[Assignment 1] Retype the portion of the blog excerpt starting with "Until time ends, fear" and going on through "you let them.".
[Assignment 2] According to the blog excerpt, what should caution be used for?
[Assignment 3] In one to three sentences, explain why the blog excerpt says a person must be impetuous in making career moves.

[Quoted passage]
****
For specific help and advice on how to incorporate these principles into the right place in your script, feel free to contact me @

Tuesday, March 15, 2011

Calculated movements

Quote of the day:         “….It is clear that fortune will let herself be won by (those) who are impetuous rather than by those who step cautiously.”       -Niccolo Machiavelli
"Being cautious can have you doing the same thing your entire life."
Impetuous; moving forcefully or rapidly. An impetuous flow of water. According to Machiavelli these actions were favorable in obtaining fortune then being cautious. Being cautious can have you doing the same thing your entire life. For some that is preferable, however the world is much different now than the days of: go to college, get a degree, find an employer, and retire. With your carefully crafted career moves you must be impetuous. Seize new and better opportunities, and carve out more responsibility for yourself.
"Let them, they are being cautions spectators."
Do you want to make it? Do you want success, more pay, more responsibility and more choices? Then throw most of caution to the wind. Caution can be useful to you, only to the extent that it does not paralyze your moves. Caution should be used to investigate new opportunities. When it comes down to making decisions, be quick and forceful with an iron fist. In life you will situate yourself into responsibilities like children, spouse, financial obligations, ECT. Remember this: your primary responsibility is to yourself. Some may see your outward behavior and speak out against you. Let them, they are being cautions spectators. In the meantime you will be making calculated movements.

Word of the day: Impetuous; Characterized by sudden and forceful energy or emotion; impulsive and passionate. 2. Having or marked by violent force:

Destry Brink

Sunday, March 13, 2011

Until time ends, fear nothing.

Quote of the day: “…people who cannot suffer can never grow up, can never discover who they are….”                                    -James Baldwin

Hey Stellar Fans,

Your fears are imagined and self-imposed, for the most part. Are there real fears? Of course! If you are standing at the edge of a skyscraper, willing to jump off and free-fall down with no assistance you are going to die. That fear would be real. That fear will serve you. What of the fears that are imagined and self-imposed? Some of these fears are, poverty, failure, success, rejection, and loneliness. These fears can cripple you if you let them.

“You can completely change who you are and the path of your life.”

The trick with fears is to act on it. Take it head on and conquer it. Overcoming fears has a euphoric feeling attached to it. You can completely change who you are and the path of your life.

Anthony Robbins, for years, did a fire walk during seminars. Paraphrasing him, he has written; “this was not a lesson about the benefits of walking across hot coals, but a lesson in beliefs. That the fears holding you back are only imaginary.”
****
[Information]

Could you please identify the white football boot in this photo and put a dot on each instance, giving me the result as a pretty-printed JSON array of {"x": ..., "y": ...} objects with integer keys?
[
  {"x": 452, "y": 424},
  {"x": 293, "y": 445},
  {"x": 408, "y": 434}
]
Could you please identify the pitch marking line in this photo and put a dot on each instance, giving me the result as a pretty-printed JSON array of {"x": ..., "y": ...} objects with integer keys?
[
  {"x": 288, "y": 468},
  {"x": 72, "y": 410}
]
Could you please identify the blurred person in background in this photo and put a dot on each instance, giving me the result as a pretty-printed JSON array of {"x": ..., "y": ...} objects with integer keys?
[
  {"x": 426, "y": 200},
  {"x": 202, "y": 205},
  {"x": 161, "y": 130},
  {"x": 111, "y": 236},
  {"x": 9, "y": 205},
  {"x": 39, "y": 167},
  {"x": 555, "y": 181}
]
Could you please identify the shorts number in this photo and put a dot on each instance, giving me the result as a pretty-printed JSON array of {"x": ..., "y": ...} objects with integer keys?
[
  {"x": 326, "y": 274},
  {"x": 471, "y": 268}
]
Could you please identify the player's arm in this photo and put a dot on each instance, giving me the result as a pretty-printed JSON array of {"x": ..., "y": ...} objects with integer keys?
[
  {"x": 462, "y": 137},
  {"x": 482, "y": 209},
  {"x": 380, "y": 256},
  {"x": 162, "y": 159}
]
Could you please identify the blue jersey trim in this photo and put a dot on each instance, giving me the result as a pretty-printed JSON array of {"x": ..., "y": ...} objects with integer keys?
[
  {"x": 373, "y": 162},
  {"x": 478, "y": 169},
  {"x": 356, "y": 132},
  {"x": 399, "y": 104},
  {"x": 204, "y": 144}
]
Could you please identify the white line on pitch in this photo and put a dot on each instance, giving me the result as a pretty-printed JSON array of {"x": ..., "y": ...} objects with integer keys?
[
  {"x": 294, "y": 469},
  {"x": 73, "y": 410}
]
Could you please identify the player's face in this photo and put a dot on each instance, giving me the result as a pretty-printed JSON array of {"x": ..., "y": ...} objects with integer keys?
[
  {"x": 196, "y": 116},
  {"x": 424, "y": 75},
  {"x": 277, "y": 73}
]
****
[Answer area 1]
Until time ends, fear nothing.

Quote of the day: “…people who cannot suffer can never grow up, can never discover who they are….”                                    -James Baldwin

Hey Stellar Fans,

Your fears are imagined and self-imposed, for the most part. Are there real fears? Of course! If you are standing at the edge of a skyscraper, willing to jump off and free-fall down with no assistance you are going to die. That fear would be real. That fear will serve you. What of the fears that are imagined and self-imposed? Some of these fears are, poverty, failure, success, rejection, and loneliness. These fears can cripple you if you let them.

[Answer area 2] Caution should be used to investigate new opportunities.

[Answer area 3] Being cautious can have a person doing the same thing for their entire life. The world is also much different now than in the days of going to college, getting a degree, finding an employer, and retiring. A person must therefore seize new and better opportunities and carve out more responsibility.